Task directions -
Can you write out the records again, starting at the very beginning and going on through the line with "66 43 L 45 48", both ends included and the requests kept? Multiply every coordinate in the answers by 0.25 and round to whole numbers (halves go up). Leave the pictures out.

The data -
****

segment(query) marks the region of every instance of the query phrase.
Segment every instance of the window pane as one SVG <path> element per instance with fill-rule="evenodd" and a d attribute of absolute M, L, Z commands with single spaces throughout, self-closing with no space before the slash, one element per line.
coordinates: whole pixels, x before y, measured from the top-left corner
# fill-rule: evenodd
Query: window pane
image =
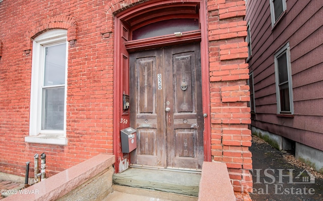
<path fill-rule="evenodd" d="M 288 82 L 279 86 L 279 92 L 281 98 L 281 111 L 283 112 L 290 111 Z"/>
<path fill-rule="evenodd" d="M 65 87 L 43 89 L 42 130 L 64 130 Z"/>
<path fill-rule="evenodd" d="M 278 71 L 279 71 L 279 83 L 288 81 L 287 72 L 287 59 L 285 52 L 279 57 L 277 58 L 278 62 Z"/>
<path fill-rule="evenodd" d="M 275 9 L 275 21 L 276 21 L 283 13 L 283 1 L 282 0 L 274 0 L 273 2 Z"/>
<path fill-rule="evenodd" d="M 66 43 L 45 48 L 44 86 L 65 83 Z"/>

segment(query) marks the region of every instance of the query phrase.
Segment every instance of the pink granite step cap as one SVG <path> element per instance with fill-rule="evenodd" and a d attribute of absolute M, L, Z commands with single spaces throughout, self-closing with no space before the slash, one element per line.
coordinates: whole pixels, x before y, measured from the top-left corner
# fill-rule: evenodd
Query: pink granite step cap
<path fill-rule="evenodd" d="M 200 181 L 198 201 L 235 201 L 225 163 L 203 162 Z"/>
<path fill-rule="evenodd" d="M 4 201 L 55 200 L 108 168 L 115 160 L 113 155 L 98 154 L 23 191 L 18 191 Z"/>

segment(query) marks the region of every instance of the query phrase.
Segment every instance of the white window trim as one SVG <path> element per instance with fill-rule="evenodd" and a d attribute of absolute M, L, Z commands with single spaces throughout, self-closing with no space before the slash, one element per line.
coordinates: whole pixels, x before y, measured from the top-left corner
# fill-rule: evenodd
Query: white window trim
<path fill-rule="evenodd" d="M 66 97 L 67 88 L 67 58 L 68 43 L 67 42 L 67 30 L 57 29 L 48 31 L 34 40 L 32 50 L 31 86 L 30 89 L 30 114 L 29 136 L 25 137 L 25 141 L 29 143 L 56 145 L 67 145 L 66 138 Z M 43 80 L 43 57 L 42 51 L 45 46 L 66 42 L 66 67 L 65 71 L 65 95 L 64 129 L 62 131 L 42 131 L 42 88 Z"/>
<path fill-rule="evenodd" d="M 283 3 L 283 13 L 281 16 L 278 18 L 277 20 L 275 20 L 275 9 L 274 8 L 274 3 L 273 2 L 274 0 L 269 0 L 270 5 L 271 5 L 271 16 L 272 17 L 272 27 L 274 27 L 275 26 L 275 24 L 276 22 L 279 21 L 279 19 L 281 18 L 282 15 L 284 14 L 284 12 L 286 10 L 287 6 L 286 6 L 286 0 L 282 0 L 282 2 Z"/>
<path fill-rule="evenodd" d="M 279 74 L 278 69 L 278 61 L 277 57 L 282 54 L 286 52 L 287 61 L 287 74 L 288 76 L 288 91 L 289 92 L 289 105 L 291 115 L 294 115 L 294 102 L 293 98 L 293 84 L 292 83 L 292 67 L 291 64 L 290 49 L 289 42 L 288 42 L 274 55 L 275 57 L 275 74 L 276 85 L 276 97 L 277 100 L 277 114 L 285 114 L 281 109 L 280 92 L 279 91 Z"/>

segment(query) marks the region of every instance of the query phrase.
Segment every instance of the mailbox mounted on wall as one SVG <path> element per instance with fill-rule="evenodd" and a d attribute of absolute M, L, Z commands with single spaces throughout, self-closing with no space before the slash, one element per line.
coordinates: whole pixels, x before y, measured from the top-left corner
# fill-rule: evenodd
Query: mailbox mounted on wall
<path fill-rule="evenodd" d="M 131 127 L 120 131 L 122 153 L 130 153 L 137 148 L 137 131 Z"/>

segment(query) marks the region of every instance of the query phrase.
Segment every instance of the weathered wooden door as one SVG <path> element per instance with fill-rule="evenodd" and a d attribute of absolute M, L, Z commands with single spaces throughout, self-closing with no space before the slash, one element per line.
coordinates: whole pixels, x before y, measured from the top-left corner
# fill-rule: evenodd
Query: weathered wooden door
<path fill-rule="evenodd" d="M 132 53 L 131 126 L 137 131 L 133 164 L 200 169 L 203 118 L 198 43 Z"/>

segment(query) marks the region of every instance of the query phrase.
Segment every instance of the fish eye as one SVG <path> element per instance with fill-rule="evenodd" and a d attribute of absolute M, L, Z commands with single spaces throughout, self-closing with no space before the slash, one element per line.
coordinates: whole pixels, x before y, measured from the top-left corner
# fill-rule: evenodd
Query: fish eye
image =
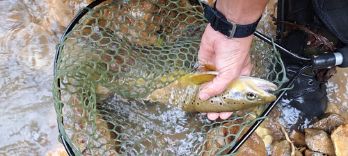
<path fill-rule="evenodd" d="M 256 99 L 256 95 L 253 93 L 248 93 L 246 94 L 246 98 L 249 101 L 254 101 L 255 99 Z"/>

****

Complete output -
segment(query) marks the region of every instance of the query phrase.
Segment every instance of the window pane as one SVG <path> element per instance with fill-rule="evenodd" and a d attribute of absolute M, L, Z commands with single spaces throughout, self-closing with no space before the slash, one element per line.
coordinates: whole pixels, x before y, measured from the top-left corner
# fill-rule: evenodd
Query: window pane
image =
<path fill-rule="evenodd" d="M 72 21 L 70 22 L 70 23 L 70 25 L 70 28 L 71 28 L 73 28 Z"/>
<path fill-rule="evenodd" d="M 16 22 L 11 22 L 11 33 L 16 33 Z"/>
<path fill-rule="evenodd" d="M 70 18 L 70 18 L 70 21 L 72 20 L 72 18 L 72 15 L 71 13 L 70 14 L 69 15 L 70 16 Z"/>
<path fill-rule="evenodd" d="M 69 2 L 69 5 L 69 5 L 71 3 L 71 0 L 71 0 L 69 0 L 68 1 Z"/>
<path fill-rule="evenodd" d="M 17 11 L 11 12 L 11 22 L 16 21 Z"/>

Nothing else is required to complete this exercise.